Task description >> Convert every line of the data below into a JSON list of strings, one string per line, omitting any blank lines.

.....

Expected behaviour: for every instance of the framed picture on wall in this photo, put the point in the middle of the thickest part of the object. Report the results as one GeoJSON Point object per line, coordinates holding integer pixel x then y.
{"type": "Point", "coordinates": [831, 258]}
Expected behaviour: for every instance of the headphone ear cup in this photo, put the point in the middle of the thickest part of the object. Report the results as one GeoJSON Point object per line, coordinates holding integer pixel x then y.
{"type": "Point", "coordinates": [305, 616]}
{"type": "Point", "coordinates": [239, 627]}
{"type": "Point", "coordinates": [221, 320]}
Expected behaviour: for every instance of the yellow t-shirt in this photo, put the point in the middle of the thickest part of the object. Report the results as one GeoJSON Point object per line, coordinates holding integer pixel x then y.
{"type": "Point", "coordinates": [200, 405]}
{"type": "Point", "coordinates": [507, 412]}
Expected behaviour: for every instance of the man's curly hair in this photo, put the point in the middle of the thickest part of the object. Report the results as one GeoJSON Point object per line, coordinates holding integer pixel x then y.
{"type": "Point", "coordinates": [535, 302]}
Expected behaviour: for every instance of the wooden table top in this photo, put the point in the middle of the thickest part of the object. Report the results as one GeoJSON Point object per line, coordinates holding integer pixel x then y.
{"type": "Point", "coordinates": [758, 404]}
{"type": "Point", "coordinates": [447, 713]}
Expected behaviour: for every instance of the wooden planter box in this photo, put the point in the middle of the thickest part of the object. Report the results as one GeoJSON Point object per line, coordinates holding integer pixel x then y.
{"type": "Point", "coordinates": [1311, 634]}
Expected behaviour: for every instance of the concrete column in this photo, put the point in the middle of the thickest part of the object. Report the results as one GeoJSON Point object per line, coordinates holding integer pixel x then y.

.....

Exercise result >>
[
  "Expected behaviour: for every instance of the framed picture on wall in this photo, put the point in the middle of the thickest part of the object. Report the results as one GeoJSON Point object per line, coordinates holding integer pixel x then y.",
  "{\"type\": \"Point\", \"coordinates\": [831, 258]}",
  "Expected behaviour: for every instance of the headphone ear cup in this photo, put the point in the middle of the thickest part of the object. Report the results as one GeoJSON Point object per line, coordinates holding integer pixel x then y.",
  "{\"type\": \"Point\", \"coordinates\": [305, 616]}",
  "{\"type\": \"Point\", \"coordinates\": [239, 627]}",
  "{\"type\": \"Point\", \"coordinates\": [221, 320]}",
  "Expected behaviour: for every instance of the yellow t-shirt in this photo, put the point in the middle of the thickest part of the object. Report the results as one GeoJSON Point object per line, coordinates holding integer pixel x then y.",
  "{\"type\": \"Point\", \"coordinates\": [200, 405]}",
  "{\"type\": \"Point\", \"coordinates\": [507, 412]}",
  "Expected behaviour: for every instance of the man's curly hair in this photo, put the point in the middle of the thickest part of the object. Report the results as one GeoJSON Point object per line, coordinates holding integer pixel x then y.",
  "{\"type\": \"Point\", \"coordinates\": [535, 302]}",
  "Expected behaviour: for every instance of the wooden table top in this photo, put the point in the middle of the thickest part of the object. Report the results as one GeoJSON Point object per line, coordinates holding integer pixel x then y.",
  "{\"type\": \"Point\", \"coordinates\": [758, 404]}",
  "{\"type\": \"Point\", \"coordinates\": [447, 713]}",
  "Expected behaviour: for every instance of the wooden planter box in this photo, put the point in the middle of the thickest part of the object. Report the results as one GeoJSON Point object per line, coordinates holding integer pixel x then y.",
  "{\"type\": \"Point\", \"coordinates\": [1311, 634]}",
  "Expected behaviour: for every instance of the concrete column in this photo, put the point in the middle of the thickest part of the object. Report the results as one GeoJSON Point object per line, coordinates holding integer pixel x then y."
]